-- MATERIAL TO PROCESS --
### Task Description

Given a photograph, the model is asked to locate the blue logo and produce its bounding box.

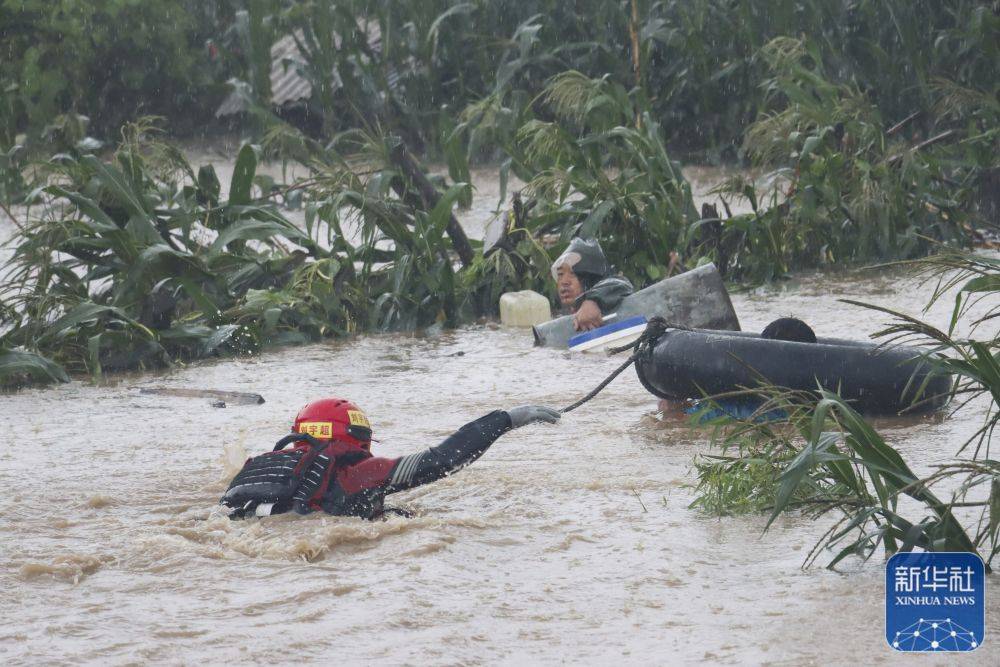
[885,552,986,651]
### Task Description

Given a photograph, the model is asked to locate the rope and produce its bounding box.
[560,317,683,414]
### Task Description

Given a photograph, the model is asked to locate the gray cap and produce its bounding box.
[552,236,611,279]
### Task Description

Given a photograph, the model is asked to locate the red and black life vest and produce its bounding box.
[220,433,372,519]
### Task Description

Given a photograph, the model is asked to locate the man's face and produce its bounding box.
[556,264,583,306]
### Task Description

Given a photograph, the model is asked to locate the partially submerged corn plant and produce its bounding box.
[0,123,549,384]
[710,37,998,279]
[693,253,1000,567]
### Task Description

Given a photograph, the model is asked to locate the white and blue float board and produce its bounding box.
[569,315,646,352]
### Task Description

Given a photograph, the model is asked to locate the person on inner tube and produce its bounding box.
[219,398,560,519]
[552,237,634,331]
[657,317,816,423]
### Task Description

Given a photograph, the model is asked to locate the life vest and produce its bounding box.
[219,433,371,519]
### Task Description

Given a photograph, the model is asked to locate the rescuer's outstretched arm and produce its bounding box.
[387,405,560,493]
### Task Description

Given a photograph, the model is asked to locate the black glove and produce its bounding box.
[507,405,562,428]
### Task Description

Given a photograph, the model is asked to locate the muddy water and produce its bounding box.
[0,164,1000,665]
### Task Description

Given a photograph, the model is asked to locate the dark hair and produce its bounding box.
[760,317,816,343]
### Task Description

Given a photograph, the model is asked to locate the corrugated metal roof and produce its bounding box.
[215,23,399,117]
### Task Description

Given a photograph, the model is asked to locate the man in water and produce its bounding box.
[657,317,816,423]
[552,237,634,331]
[219,398,560,519]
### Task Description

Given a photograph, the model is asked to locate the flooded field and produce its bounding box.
[0,166,1000,665]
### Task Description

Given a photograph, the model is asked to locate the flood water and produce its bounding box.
[0,164,1000,665]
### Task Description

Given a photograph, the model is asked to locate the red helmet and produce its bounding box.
[292,398,372,451]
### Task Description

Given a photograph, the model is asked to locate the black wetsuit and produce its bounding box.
[220,410,511,519]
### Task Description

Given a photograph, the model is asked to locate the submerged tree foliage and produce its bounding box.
[0,125,549,383]
[694,253,1000,567]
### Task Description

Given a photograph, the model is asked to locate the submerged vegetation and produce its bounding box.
[0,0,1000,384]
[0,124,548,382]
[693,253,1000,567]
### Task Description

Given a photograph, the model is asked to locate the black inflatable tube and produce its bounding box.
[635,329,952,414]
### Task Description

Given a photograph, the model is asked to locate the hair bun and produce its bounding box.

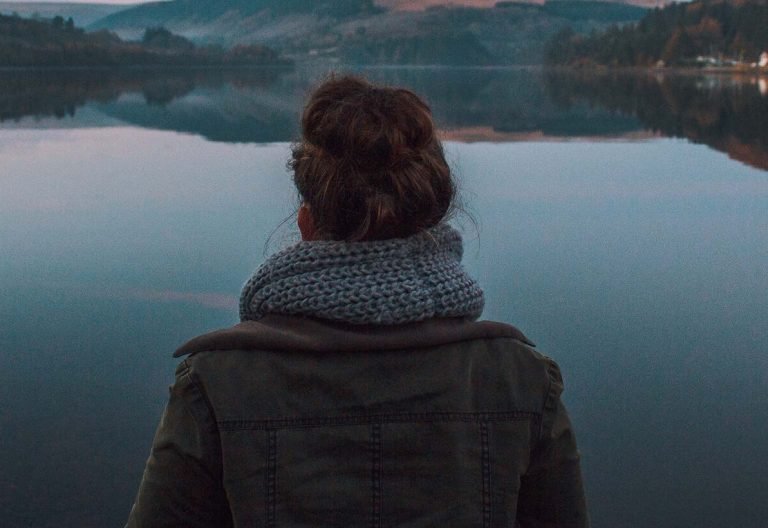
[290,77,455,240]
[302,78,435,170]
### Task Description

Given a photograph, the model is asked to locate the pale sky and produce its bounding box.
[2,0,153,4]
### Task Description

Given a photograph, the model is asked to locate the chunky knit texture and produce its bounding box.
[240,224,484,324]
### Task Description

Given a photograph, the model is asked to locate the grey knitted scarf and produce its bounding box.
[240,224,483,324]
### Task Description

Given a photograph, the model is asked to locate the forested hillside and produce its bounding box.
[0,15,286,67]
[93,0,646,65]
[546,0,768,66]
[0,1,133,27]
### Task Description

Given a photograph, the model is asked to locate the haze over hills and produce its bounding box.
[375,0,672,11]
[91,0,646,65]
[0,2,133,26]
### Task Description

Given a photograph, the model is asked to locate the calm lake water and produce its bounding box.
[0,69,768,528]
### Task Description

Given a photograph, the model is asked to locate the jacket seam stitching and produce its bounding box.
[480,420,491,528]
[537,358,557,441]
[218,411,541,431]
[371,422,382,528]
[264,429,277,528]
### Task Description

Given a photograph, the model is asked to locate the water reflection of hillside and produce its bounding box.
[0,68,768,169]
[546,72,768,170]
[0,69,641,142]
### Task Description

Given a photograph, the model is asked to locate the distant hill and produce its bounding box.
[376,0,672,11]
[0,2,133,26]
[0,15,287,67]
[546,0,768,66]
[91,0,646,65]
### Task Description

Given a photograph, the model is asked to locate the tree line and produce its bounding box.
[545,0,768,67]
[0,15,289,67]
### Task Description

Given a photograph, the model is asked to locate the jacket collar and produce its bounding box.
[173,314,535,357]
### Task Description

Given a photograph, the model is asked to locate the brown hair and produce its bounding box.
[289,76,456,241]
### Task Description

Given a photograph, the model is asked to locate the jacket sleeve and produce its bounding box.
[126,361,232,528]
[518,358,589,528]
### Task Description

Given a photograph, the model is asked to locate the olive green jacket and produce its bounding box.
[127,315,588,528]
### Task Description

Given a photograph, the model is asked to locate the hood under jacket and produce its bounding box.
[127,315,588,528]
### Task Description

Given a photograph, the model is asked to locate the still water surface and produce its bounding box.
[0,70,768,528]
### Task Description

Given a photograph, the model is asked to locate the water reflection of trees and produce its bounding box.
[546,72,768,170]
[6,68,768,169]
[0,68,284,122]
[0,68,639,142]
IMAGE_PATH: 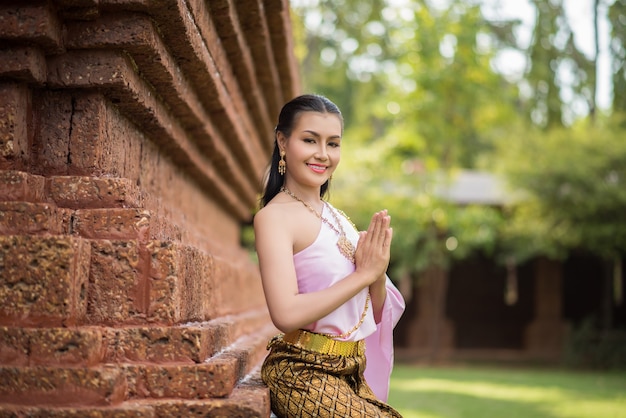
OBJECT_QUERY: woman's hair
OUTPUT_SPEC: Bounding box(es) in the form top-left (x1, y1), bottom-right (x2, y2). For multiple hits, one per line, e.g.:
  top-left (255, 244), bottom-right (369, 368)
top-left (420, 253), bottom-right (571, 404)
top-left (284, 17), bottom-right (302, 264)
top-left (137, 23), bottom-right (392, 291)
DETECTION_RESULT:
top-left (261, 94), bottom-right (343, 207)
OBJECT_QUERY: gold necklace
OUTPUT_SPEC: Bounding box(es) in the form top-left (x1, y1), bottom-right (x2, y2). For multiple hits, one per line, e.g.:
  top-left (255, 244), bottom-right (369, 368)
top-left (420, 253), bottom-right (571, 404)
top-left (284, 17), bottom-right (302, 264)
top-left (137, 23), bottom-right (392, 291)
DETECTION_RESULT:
top-left (280, 186), bottom-right (371, 339)
top-left (280, 186), bottom-right (355, 263)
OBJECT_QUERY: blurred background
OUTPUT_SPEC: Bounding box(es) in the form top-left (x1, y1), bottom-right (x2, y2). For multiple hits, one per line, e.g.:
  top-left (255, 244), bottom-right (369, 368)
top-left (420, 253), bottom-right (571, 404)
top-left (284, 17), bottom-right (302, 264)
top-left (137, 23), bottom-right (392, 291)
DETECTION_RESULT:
top-left (291, 0), bottom-right (626, 369)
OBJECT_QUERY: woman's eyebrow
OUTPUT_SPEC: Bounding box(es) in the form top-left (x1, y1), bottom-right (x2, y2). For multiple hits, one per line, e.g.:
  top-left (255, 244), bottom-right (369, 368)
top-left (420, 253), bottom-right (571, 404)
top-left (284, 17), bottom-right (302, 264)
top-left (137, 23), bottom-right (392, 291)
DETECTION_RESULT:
top-left (302, 129), bottom-right (341, 139)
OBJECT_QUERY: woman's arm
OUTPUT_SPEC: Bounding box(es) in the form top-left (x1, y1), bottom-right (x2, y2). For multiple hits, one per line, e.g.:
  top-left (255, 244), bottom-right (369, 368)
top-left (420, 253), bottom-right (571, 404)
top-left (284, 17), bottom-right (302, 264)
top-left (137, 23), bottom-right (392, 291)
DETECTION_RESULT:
top-left (254, 207), bottom-right (391, 332)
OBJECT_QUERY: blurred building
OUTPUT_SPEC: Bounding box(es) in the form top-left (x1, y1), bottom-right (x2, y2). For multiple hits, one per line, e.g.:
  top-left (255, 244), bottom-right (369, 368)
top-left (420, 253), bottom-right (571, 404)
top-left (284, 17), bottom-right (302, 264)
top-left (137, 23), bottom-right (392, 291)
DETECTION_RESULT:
top-left (395, 171), bottom-right (626, 363)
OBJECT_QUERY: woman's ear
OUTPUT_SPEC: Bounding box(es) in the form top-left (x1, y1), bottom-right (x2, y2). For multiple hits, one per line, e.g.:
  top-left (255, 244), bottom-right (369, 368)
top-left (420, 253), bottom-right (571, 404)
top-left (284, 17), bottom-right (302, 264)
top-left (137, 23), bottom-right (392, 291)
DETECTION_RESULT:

-- DIRECTIVE --
Print the lines from the start of the lines above through the one containing "[552,236,611,279]", exactly as they appear, leaving out the pictures.

-- FULL ANSWER --
### Task Description

Given a photograph, the model is asked to locate the blue logo and produce its bounding box.

[885,552,986,651]
### Task Description

Given a photograph, the model is asked to locate the rope and produce its bounding box.
[560,317,683,414]
### Task Description

Given a photograph, the model is asked to locate the gray cap and produce its bounding box.
[552,236,611,279]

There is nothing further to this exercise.